What the task requires →
How many lines in the listing contain the string "deck"? Reply with the number alone.

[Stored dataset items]
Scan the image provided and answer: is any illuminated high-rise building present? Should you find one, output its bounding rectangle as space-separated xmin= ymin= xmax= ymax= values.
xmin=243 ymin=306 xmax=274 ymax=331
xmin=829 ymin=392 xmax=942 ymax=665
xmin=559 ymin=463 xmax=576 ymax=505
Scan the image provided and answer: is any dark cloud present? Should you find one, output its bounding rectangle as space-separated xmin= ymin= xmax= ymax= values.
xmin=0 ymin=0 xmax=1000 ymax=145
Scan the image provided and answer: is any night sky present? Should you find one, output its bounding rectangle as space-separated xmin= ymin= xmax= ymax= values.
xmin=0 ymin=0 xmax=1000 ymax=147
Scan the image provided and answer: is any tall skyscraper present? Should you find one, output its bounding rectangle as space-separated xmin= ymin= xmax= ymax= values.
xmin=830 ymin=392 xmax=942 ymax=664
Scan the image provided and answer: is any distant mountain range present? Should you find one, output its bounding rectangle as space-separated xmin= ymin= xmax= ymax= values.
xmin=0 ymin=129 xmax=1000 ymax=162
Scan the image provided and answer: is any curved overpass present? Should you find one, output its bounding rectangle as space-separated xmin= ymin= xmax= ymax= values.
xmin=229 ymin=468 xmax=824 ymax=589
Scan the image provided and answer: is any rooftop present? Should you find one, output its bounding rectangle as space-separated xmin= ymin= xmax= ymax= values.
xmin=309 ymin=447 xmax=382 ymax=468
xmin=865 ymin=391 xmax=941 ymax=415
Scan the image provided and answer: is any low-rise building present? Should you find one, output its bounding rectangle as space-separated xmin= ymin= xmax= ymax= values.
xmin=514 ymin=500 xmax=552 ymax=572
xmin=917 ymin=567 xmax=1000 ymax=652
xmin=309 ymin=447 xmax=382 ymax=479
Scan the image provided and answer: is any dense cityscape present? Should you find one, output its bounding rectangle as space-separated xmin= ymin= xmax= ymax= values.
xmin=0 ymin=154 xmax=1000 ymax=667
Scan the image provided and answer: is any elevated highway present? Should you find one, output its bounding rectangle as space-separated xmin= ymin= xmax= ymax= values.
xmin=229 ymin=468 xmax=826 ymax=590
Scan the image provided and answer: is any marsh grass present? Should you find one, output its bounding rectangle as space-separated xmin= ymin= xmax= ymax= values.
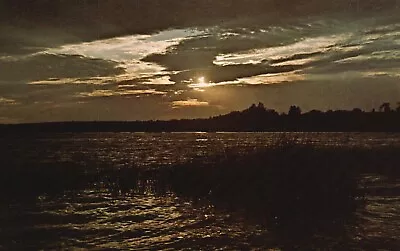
xmin=0 ymin=139 xmax=400 ymax=231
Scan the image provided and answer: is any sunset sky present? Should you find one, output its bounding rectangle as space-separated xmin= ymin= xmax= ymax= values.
xmin=0 ymin=0 xmax=400 ymax=123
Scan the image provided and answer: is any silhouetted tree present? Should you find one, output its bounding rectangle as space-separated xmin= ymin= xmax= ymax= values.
xmin=288 ymin=105 xmax=301 ymax=116
xmin=379 ymin=102 xmax=391 ymax=112
xmin=257 ymin=102 xmax=265 ymax=110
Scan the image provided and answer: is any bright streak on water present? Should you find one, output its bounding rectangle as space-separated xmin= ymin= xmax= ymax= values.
xmin=0 ymin=133 xmax=400 ymax=250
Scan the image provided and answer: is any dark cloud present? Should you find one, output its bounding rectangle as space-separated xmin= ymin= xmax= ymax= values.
xmin=0 ymin=54 xmax=123 ymax=81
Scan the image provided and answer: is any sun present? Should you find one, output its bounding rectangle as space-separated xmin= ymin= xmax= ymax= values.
xmin=197 ymin=76 xmax=206 ymax=85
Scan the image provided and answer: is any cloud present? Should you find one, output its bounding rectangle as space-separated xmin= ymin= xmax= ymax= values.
xmin=172 ymin=99 xmax=209 ymax=108
xmin=77 ymin=89 xmax=167 ymax=97
xmin=0 ymin=53 xmax=123 ymax=82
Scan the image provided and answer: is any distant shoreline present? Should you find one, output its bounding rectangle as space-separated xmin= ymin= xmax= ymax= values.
xmin=0 ymin=103 xmax=400 ymax=134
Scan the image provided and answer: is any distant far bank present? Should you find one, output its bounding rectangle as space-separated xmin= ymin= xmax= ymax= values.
xmin=0 ymin=103 xmax=400 ymax=133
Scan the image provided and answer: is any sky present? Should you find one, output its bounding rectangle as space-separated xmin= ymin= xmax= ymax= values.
xmin=0 ymin=0 xmax=400 ymax=123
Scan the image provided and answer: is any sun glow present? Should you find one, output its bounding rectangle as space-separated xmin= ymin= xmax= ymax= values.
xmin=189 ymin=76 xmax=215 ymax=88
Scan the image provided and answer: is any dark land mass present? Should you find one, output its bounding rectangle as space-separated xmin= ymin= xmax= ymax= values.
xmin=0 ymin=103 xmax=400 ymax=133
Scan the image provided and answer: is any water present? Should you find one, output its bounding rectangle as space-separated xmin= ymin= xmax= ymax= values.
xmin=0 ymin=133 xmax=400 ymax=250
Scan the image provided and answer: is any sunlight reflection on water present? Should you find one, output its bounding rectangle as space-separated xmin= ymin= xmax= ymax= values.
xmin=0 ymin=133 xmax=400 ymax=250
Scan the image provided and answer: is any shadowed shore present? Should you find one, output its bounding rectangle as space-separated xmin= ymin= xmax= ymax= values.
xmin=0 ymin=103 xmax=400 ymax=134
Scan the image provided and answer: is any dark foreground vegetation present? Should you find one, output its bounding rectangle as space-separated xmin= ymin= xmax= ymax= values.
xmin=0 ymin=140 xmax=400 ymax=240
xmin=0 ymin=103 xmax=400 ymax=133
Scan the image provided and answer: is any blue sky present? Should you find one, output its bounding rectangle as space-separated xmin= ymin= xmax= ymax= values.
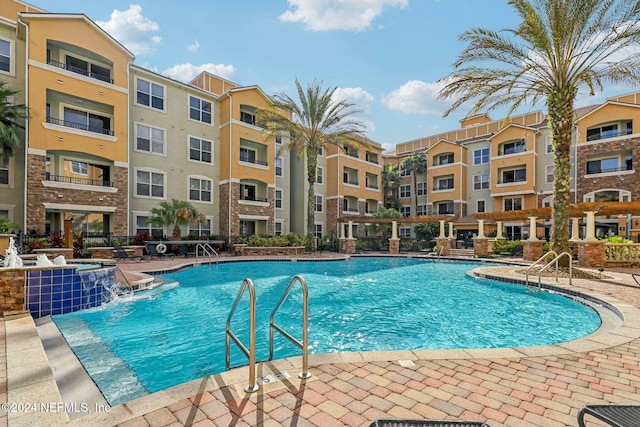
xmin=31 ymin=0 xmax=634 ymax=149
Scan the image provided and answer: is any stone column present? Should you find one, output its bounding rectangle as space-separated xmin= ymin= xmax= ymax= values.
xmin=569 ymin=218 xmax=580 ymax=242
xmin=438 ymin=219 xmax=447 ymax=239
xmin=584 ymin=211 xmax=598 ymax=242
xmin=528 ymin=216 xmax=539 ymax=242
xmin=477 ymin=219 xmax=485 ymax=239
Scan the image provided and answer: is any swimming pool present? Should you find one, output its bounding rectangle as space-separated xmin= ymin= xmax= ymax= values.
xmin=53 ymin=258 xmax=600 ymax=405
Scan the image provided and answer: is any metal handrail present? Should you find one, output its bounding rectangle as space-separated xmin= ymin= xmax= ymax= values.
xmin=524 ymin=251 xmax=558 ymax=286
xmin=196 ymin=243 xmax=219 ymax=264
xmin=538 ymin=252 xmax=573 ymax=289
xmin=225 ymin=279 xmax=260 ymax=393
xmin=269 ymin=275 xmax=311 ymax=379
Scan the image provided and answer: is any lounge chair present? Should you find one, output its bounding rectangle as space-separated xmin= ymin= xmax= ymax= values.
xmin=578 ymin=405 xmax=640 ymax=427
xmin=369 ymin=419 xmax=489 ymax=427
xmin=146 ymin=243 xmax=175 ymax=258
xmin=113 ymin=246 xmax=142 ymax=262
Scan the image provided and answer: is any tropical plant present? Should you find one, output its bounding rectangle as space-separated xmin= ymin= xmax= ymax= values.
xmin=382 ymin=165 xmax=402 ymax=210
xmin=439 ymin=0 xmax=640 ymax=260
xmin=147 ymin=199 xmax=206 ymax=240
xmin=367 ymin=206 xmax=402 ymax=238
xmin=0 ymin=81 xmax=29 ymax=156
xmin=256 ymin=79 xmax=369 ymax=246
xmin=0 ymin=216 xmax=20 ymax=234
xmin=402 ymin=152 xmax=427 ymax=214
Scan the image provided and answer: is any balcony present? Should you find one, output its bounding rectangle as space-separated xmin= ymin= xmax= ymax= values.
xmin=47 ymin=59 xmax=113 ymax=84
xmin=45 ymin=172 xmax=115 ymax=187
xmin=47 ymin=117 xmax=114 ymax=136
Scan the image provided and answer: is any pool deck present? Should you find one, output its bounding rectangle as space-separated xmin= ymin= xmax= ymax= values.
xmin=0 ymin=254 xmax=640 ymax=427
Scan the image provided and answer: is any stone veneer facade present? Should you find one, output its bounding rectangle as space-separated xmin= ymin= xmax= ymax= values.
xmin=219 ymin=182 xmax=276 ymax=236
xmin=576 ymin=138 xmax=640 ymax=202
xmin=27 ymin=154 xmax=129 ymax=235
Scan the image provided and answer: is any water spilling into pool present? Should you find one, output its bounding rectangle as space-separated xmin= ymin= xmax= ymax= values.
xmin=53 ymin=258 xmax=600 ymax=404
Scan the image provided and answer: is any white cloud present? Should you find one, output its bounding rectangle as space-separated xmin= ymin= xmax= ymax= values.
xmin=333 ymin=87 xmax=376 ymax=132
xmin=382 ymin=80 xmax=450 ymax=116
xmin=280 ymin=0 xmax=409 ymax=31
xmin=96 ymin=4 xmax=161 ymax=55
xmin=187 ymin=40 xmax=200 ymax=52
xmin=162 ymin=62 xmax=238 ymax=82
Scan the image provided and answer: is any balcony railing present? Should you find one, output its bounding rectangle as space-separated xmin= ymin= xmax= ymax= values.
xmin=47 ymin=59 xmax=113 ymax=84
xmin=45 ymin=172 xmax=114 ymax=187
xmin=587 ymin=166 xmax=633 ymax=175
xmin=47 ymin=117 xmax=114 ymax=136
xmin=240 ymin=197 xmax=268 ymax=202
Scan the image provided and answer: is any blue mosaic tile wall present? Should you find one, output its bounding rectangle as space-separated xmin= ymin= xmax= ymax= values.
xmin=25 ymin=267 xmax=116 ymax=319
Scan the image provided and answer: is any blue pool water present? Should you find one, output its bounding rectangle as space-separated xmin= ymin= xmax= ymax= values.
xmin=53 ymin=258 xmax=600 ymax=405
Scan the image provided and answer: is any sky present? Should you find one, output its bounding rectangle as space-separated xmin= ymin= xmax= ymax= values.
xmin=30 ymin=0 xmax=634 ymax=150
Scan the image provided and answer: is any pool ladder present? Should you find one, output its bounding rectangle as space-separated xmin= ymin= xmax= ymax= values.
xmin=225 ymin=275 xmax=311 ymax=393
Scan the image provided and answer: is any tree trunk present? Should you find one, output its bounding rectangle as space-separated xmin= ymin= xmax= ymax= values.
xmin=306 ymin=148 xmax=318 ymax=249
xmin=547 ymin=88 xmax=576 ymax=266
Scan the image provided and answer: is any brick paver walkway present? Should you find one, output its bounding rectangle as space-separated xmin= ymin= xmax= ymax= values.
xmin=0 ymin=261 xmax=640 ymax=427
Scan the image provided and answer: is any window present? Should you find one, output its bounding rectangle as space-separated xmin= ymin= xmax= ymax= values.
xmin=240 ymin=147 xmax=256 ymax=163
xmin=587 ymin=120 xmax=633 ymax=141
xmin=473 ymin=148 xmax=489 ymax=165
xmin=473 ymin=173 xmax=489 ymax=190
xmin=498 ymin=139 xmax=527 ymax=156
xmin=433 ymin=153 xmax=453 ymax=166
xmin=0 ymin=40 xmax=11 ymax=73
xmin=0 ymin=151 xmax=9 ymax=185
xmin=189 ymin=136 xmax=213 ymax=163
xmin=498 ymin=168 xmax=527 ymax=184
xmin=136 ymin=215 xmax=164 ymax=238
xmin=189 ymin=178 xmax=211 ymax=202
xmin=189 ymin=218 xmax=211 ymax=237
xmin=437 ymin=202 xmax=454 ymax=215
xmin=545 ymin=165 xmax=555 ymax=184
xmin=433 ymin=176 xmax=454 ymax=191
xmin=136 ymin=170 xmax=164 ymax=198
xmin=136 ymin=79 xmax=164 ymax=110
xmin=70 ymin=160 xmax=89 ymax=175
xmin=136 ymin=123 xmax=164 ymax=154
xmin=64 ymin=107 xmax=113 ymax=135
xmin=504 ymin=197 xmax=522 ymax=211
xmin=189 ymin=96 xmax=212 ymax=124
xmin=587 ymin=157 xmax=631 ymax=175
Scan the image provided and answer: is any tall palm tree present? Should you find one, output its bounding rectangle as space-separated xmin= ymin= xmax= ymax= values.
xmin=402 ymin=152 xmax=427 ymax=215
xmin=439 ymin=0 xmax=640 ymax=253
xmin=147 ymin=199 xmax=206 ymax=240
xmin=0 ymin=81 xmax=29 ymax=156
xmin=382 ymin=165 xmax=402 ymax=209
xmin=256 ymin=79 xmax=369 ymax=242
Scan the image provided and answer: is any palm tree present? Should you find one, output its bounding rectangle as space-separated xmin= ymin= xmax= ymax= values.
xmin=0 ymin=81 xmax=29 ymax=156
xmin=439 ymin=0 xmax=640 ymax=253
xmin=256 ymin=79 xmax=369 ymax=242
xmin=402 ymin=152 xmax=427 ymax=215
xmin=382 ymin=165 xmax=402 ymax=209
xmin=147 ymin=199 xmax=206 ymax=240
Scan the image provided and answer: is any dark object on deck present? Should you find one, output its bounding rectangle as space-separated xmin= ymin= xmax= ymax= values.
xmin=578 ymin=405 xmax=640 ymax=427
xmin=369 ymin=419 xmax=489 ymax=427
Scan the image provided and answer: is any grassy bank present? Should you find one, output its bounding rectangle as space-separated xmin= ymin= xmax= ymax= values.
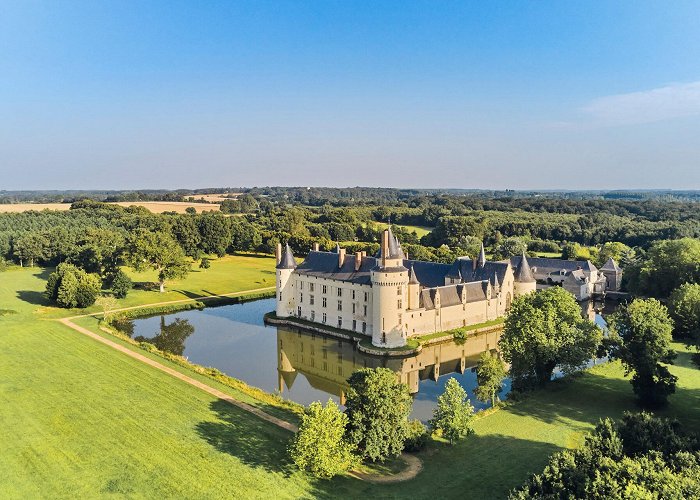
xmin=0 ymin=266 xmax=700 ymax=498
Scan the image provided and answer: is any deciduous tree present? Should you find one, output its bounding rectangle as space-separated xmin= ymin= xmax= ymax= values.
xmin=608 ymin=299 xmax=677 ymax=407
xmin=289 ymin=400 xmax=357 ymax=479
xmin=430 ymin=378 xmax=474 ymax=444
xmin=499 ymin=287 xmax=602 ymax=390
xmin=345 ymin=368 xmax=411 ymax=461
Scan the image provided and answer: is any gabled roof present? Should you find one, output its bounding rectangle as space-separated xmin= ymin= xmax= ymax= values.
xmin=600 ymin=257 xmax=622 ymax=273
xmin=296 ymin=250 xmax=378 ymax=285
xmin=510 ymin=255 xmax=598 ymax=274
xmin=277 ymin=243 xmax=297 ymax=269
xmin=515 ymin=251 xmax=535 ymax=283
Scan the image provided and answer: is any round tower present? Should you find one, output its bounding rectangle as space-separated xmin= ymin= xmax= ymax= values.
xmin=275 ymin=243 xmax=297 ymax=318
xmin=371 ymin=229 xmax=409 ymax=347
xmin=513 ymin=251 xmax=537 ymax=297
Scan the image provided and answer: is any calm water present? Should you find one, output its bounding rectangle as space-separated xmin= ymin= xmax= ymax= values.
xmin=120 ymin=299 xmax=602 ymax=420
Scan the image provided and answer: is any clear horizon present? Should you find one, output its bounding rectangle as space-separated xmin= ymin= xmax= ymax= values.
xmin=0 ymin=1 xmax=700 ymax=191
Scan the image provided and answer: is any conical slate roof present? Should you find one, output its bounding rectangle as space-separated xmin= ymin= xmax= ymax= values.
xmin=515 ymin=251 xmax=535 ymax=283
xmin=476 ymin=242 xmax=486 ymax=267
xmin=386 ymin=227 xmax=406 ymax=259
xmin=408 ymin=266 xmax=420 ymax=285
xmin=600 ymin=257 xmax=622 ymax=273
xmin=277 ymin=243 xmax=297 ymax=269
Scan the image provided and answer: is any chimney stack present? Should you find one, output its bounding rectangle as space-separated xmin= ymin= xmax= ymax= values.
xmin=382 ymin=229 xmax=389 ymax=267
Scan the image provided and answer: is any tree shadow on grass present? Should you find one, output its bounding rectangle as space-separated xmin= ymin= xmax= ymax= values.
xmin=500 ymin=372 xmax=640 ymax=433
xmin=311 ymin=429 xmax=561 ymax=499
xmin=17 ymin=290 xmax=51 ymax=306
xmin=196 ymin=399 xmax=294 ymax=476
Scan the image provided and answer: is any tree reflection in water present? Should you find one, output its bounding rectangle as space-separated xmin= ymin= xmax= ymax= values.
xmin=134 ymin=316 xmax=194 ymax=356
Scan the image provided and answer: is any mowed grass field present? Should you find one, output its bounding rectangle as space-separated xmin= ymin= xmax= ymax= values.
xmin=0 ymin=262 xmax=700 ymax=498
xmin=0 ymin=201 xmax=219 ymax=214
xmin=28 ymin=254 xmax=275 ymax=318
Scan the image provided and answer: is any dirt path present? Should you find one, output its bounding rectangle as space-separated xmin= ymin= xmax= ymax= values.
xmin=350 ymin=453 xmax=423 ymax=484
xmin=64 ymin=286 xmax=275 ymax=319
xmin=58 ymin=318 xmax=299 ymax=432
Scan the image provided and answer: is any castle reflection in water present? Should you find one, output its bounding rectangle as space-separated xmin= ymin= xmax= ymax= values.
xmin=277 ymin=302 xmax=601 ymax=404
xmin=277 ymin=327 xmax=500 ymax=404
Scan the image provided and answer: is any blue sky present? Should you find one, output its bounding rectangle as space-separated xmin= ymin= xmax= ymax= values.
xmin=0 ymin=0 xmax=700 ymax=189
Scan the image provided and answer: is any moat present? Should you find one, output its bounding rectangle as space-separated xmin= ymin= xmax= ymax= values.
xmin=113 ymin=299 xmax=602 ymax=420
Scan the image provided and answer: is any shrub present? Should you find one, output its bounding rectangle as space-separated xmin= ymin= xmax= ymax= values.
xmin=111 ymin=269 xmax=134 ymax=299
xmin=404 ymin=420 xmax=428 ymax=451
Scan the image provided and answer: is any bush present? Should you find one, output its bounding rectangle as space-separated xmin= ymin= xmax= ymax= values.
xmin=111 ymin=269 xmax=134 ymax=299
xmin=45 ymin=263 xmax=102 ymax=308
xmin=404 ymin=420 xmax=428 ymax=451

Problem solution →
2